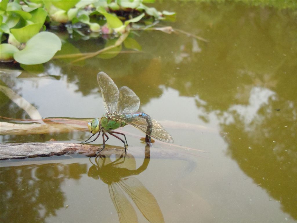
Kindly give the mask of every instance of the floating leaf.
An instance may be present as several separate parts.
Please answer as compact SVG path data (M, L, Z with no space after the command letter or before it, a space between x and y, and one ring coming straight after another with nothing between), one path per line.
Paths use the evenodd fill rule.
M66 11L59 10L51 15L52 18L54 21L61 23L66 23L69 20Z
M142 2L145 3L154 3L155 0L143 0Z
M141 15L139 15L137 17L133 18L131 19L129 19L129 20L126 21L125 22L125 25L127 26L130 23L137 22L140 20L144 16L144 13L143 13Z
M141 51L141 46L135 39L127 37L124 41L124 45L127 49L132 49L139 51Z
M0 4L0 10L6 11L7 8L7 4L9 0L2 0Z
M13 59L13 54L18 49L11 44L4 43L0 45L0 61L10 61Z
M60 55L78 54L81 53L81 52L79 51L79 50L70 43L66 42L62 45L61 50L57 52L57 53L56 54L55 56L56 57L57 56ZM73 60L73 58L67 58L67 57L65 58L62 58L60 59L66 63L69 63ZM75 63L75 65L79 66L83 66L85 65L85 63L86 61L84 60L82 60Z
M42 8L36 9L30 12L32 15L30 21L34 23L44 23L48 12Z
M108 13L101 12L106 18L107 23L113 29L118 28L123 25L122 21L116 16Z
M79 0L60 0L52 1L53 4L57 8L67 12L79 1Z
M0 25L0 32L5 32L5 33L9 33L9 27L5 23L2 23Z
M108 4L108 7L114 11L118 10L120 9L120 6L116 2L110 2Z
M160 16L159 12L154 8L150 8L147 6L146 6L143 4L140 4L140 5L137 8L137 9L138 10L144 10L148 15L154 16L156 18L159 19L160 18Z
M38 33L43 24L43 23L36 23L28 25L20 29L12 29L10 32L18 41L26 43Z
M10 29L11 29L14 27L15 25L18 24L20 18L20 17L18 15L15 14L12 14L10 15L7 17L5 22L5 24L8 26Z
M30 13L26 12L24 12L22 10L11 11L10 11L10 12L14 12L19 15L25 20L30 19L32 17L32 15Z
M105 48L116 44L118 40L108 40L105 45ZM122 45L114 47L99 54L97 56L102 59L110 59L116 56L122 50Z
M9 2L7 4L7 11L21 10L22 7L16 1L13 1L12 2Z
M39 33L30 39L23 50L15 53L15 59L27 65L38 64L50 60L61 49L61 40L53 33Z
M77 8L74 8L73 9L70 9L67 12L67 15L68 16L68 19L71 21L73 18L75 17L77 15L77 13L78 12L78 10Z
M135 9L139 7L141 3L139 0L118 0L118 3L124 8Z
M10 44L12 44L18 48L20 46L21 43L17 40L17 39L15 37L15 36L12 33L10 33L9 34L9 37L8 37L7 42Z
M102 1L102 0L100 0L100 1ZM84 8L87 5L96 3L98 1L98 0L83 0L83 1L79 1L76 3L75 5L75 7L78 9L81 9Z

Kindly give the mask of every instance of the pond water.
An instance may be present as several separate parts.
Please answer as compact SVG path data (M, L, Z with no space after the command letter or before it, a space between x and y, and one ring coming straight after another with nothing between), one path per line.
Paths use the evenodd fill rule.
M1 161L0 221L297 222L296 12L173 2L155 5L177 13L175 22L162 24L208 42L180 32L137 31L139 53L78 65L56 59L37 73L1 65L1 81L43 118L101 117L96 77L104 71L119 87L133 89L139 110L159 121L174 142L145 148L143 134L127 126L121 129L130 145L126 156ZM63 38L81 52L105 43ZM29 118L5 97L1 116ZM79 142L90 134L0 139ZM117 139L108 143L124 150Z

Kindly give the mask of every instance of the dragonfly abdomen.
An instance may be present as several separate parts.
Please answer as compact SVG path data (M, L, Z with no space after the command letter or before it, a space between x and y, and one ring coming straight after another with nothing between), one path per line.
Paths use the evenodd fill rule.
M152 131L152 123L151 117L147 114L146 114L145 113L141 112L136 112L133 114L133 115L138 116L138 117L141 117L142 118L143 118L146 120L146 122L148 123L148 126L146 127L146 134L147 135L151 135Z
M116 119L104 116L101 118L100 123L102 128L105 131L116 129L120 127L123 127L127 124Z

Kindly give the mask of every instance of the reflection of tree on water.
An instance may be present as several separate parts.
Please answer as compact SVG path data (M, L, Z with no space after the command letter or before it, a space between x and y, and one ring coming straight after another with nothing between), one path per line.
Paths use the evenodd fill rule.
M149 151L149 146L146 147ZM110 197L119 215L120 222L137 222L137 216L133 206L125 195L125 191L133 200L141 213L150 222L164 222L157 201L139 180L130 176L138 175L147 167L149 154L146 154L142 164L136 168L135 159L131 154L116 154L113 161L110 156L96 157L90 167L88 175L100 179L108 185Z
M61 185L78 179L86 164L35 164L0 169L1 222L44 222L64 206Z

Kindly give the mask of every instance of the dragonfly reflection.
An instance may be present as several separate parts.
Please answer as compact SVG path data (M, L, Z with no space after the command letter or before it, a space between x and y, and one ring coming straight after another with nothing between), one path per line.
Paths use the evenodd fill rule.
M149 147L147 145L146 147ZM108 186L110 198L116 209L120 222L137 222L137 216L125 192L133 200L143 216L151 222L164 222L163 214L154 195L141 183L132 175L145 170L149 162L145 158L142 164L136 168L134 157L131 154L116 154L112 161L110 156L97 156L95 163L89 169L88 175L94 179L99 178Z

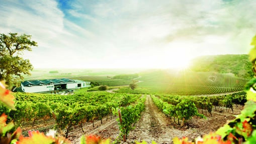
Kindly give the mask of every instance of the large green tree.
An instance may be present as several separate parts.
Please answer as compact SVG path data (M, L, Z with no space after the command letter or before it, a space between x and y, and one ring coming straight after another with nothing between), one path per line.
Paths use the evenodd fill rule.
M26 34L0 34L0 81L6 80L9 88L33 69L29 60L22 57L24 51L31 51L32 47L37 46L31 39L31 36Z

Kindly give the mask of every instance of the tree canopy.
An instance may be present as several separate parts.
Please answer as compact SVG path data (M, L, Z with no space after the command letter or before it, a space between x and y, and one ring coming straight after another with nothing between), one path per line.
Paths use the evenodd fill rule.
M0 34L0 80L6 80L9 86L17 84L23 79L23 75L30 74L33 69L29 60L21 57L24 51L37 46L31 39L31 36L26 34Z

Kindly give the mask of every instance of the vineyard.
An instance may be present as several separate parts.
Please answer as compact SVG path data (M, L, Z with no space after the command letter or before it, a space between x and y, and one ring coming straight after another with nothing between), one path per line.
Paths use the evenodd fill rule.
M151 95L151 98L149 95L146 97L147 102L146 103L145 95L106 92L78 91L75 94L69 95L24 93L14 94L16 97L16 110L10 110L2 106L0 111L7 114L8 119L13 120L17 126L21 126L24 130L24 135L27 135L28 130L39 130L46 132L49 129L56 128L62 135L73 139L74 143L76 143L77 140L75 138L77 134L74 135L74 131L88 134L95 131L94 133L103 137L111 137L113 141L117 143L124 139L130 142L133 136L131 136L129 132L131 132L131 135L134 135L133 132L138 130L136 130L138 126L136 126L136 123L138 121L138 124L141 125L141 122L143 122L140 121L140 113L145 108L149 110L149 106L144 103L151 103L150 107L155 107L150 102L152 100L158 110L150 110L161 112L162 118L165 119L164 121L171 122L172 125L178 129L184 127L183 125L198 128L196 127L198 126L193 126L193 121L201 120L200 117L207 117L212 119L213 111L220 115L225 111L228 115L231 115L231 110L228 111L229 109L235 111L234 109L236 109L237 107L234 108L234 104L242 106L246 102L246 94L244 92L230 95L211 97ZM121 112L119 118L118 109ZM235 111L235 113L239 113ZM145 116L145 113L142 113ZM157 116L154 116L155 120ZM228 118L220 117L221 119L226 120L228 117L233 117L231 116ZM116 120L117 119L118 122ZM122 122L120 122L121 121ZM155 125L156 124L150 124ZM156 127L154 126L155 128ZM162 128L170 128L166 125L161 127L165 127ZM133 130L134 128L135 131ZM157 132L154 132L156 133L155 137L159 137ZM166 135L161 136L166 137ZM168 138L171 141L172 137ZM167 140L166 139L164 140ZM161 141L159 140L158 142Z
M235 77L232 74L213 72L179 73L156 71L142 74L139 86L149 92L196 95L223 93L243 90L249 79Z

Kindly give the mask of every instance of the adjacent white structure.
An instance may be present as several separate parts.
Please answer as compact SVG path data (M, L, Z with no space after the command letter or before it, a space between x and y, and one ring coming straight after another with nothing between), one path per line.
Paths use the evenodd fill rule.
M90 87L90 82L66 78L25 81L21 83L25 92L47 92L54 90L77 89Z

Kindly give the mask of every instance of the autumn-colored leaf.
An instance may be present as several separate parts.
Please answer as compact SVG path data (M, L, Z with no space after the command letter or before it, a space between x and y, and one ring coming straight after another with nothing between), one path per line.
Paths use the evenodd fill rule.
M249 136L251 135L252 131L252 126L249 124L246 120L244 120L242 122L242 126L243 127L243 131L244 132L247 136Z

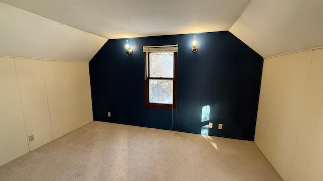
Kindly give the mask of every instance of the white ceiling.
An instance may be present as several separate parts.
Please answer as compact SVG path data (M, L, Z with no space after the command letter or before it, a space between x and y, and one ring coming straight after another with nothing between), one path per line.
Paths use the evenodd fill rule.
M323 45L323 0L253 0L229 31L263 57Z
M105 40L229 30L265 57L323 45L322 0L0 2Z
M107 39L229 30L249 0L0 0Z
M88 62L101 37L0 3L0 56Z

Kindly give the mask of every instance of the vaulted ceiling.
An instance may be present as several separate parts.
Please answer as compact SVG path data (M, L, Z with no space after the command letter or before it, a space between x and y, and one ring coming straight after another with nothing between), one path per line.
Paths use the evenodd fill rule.
M323 45L321 0L0 2L0 56L88 61L108 39L226 30L264 57Z

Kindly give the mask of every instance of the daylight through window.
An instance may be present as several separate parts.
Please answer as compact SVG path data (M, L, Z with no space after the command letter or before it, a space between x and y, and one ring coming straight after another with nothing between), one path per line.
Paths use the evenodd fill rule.
M177 45L144 47L144 52L146 106L176 110Z

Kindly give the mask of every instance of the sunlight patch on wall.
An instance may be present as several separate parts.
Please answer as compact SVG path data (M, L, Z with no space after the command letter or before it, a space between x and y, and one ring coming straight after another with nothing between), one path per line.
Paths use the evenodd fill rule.
M202 114L201 114L201 121L203 122L210 120L210 106L204 106L202 107Z

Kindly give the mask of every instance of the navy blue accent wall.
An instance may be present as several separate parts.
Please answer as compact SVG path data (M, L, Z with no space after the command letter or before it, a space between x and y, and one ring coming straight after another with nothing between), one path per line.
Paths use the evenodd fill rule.
M173 123L175 131L253 141L262 57L228 31L194 35L195 53L193 34L109 40L89 63L93 119L166 130ZM176 44L177 110L146 108L142 46ZM207 105L209 121L202 122ZM213 128L203 129L209 122Z

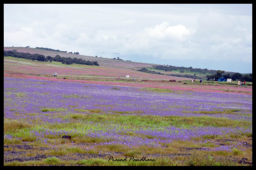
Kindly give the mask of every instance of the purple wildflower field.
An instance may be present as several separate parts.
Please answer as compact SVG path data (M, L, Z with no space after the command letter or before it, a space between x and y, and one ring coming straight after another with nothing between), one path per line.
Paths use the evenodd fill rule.
M204 150L232 152L235 149L244 151L246 142L232 141L218 145L216 139L252 136L251 95L164 93L6 77L4 81L4 121L31 125L18 133L5 131L5 141L58 147L59 144L53 139L70 135L73 145L79 141L94 143L87 150L110 145L164 148L186 141L214 144L202 147Z

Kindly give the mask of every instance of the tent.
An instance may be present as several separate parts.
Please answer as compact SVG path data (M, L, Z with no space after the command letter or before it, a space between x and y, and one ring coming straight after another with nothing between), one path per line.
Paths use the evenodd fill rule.
M218 79L219 82L224 82L226 81L226 79L223 77L221 77Z

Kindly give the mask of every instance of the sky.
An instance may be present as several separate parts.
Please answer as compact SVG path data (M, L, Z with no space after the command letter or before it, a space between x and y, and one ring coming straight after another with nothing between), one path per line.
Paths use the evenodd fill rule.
----------
Problem: Extract, word for word, the stretch of the records from the line containing "Kindly give the mask of every instance of the sky." through the end of the records, both ends included.

Response:
Kindly give the mask of every instance of the sky.
An instance may be present as several separate parts.
Please answer as compact SVG path data (M, L, Z with no space after the command letter or before it, a space between x and y, and one ring coming straight after another with nothing between), one path per line.
Paths use the evenodd fill rule.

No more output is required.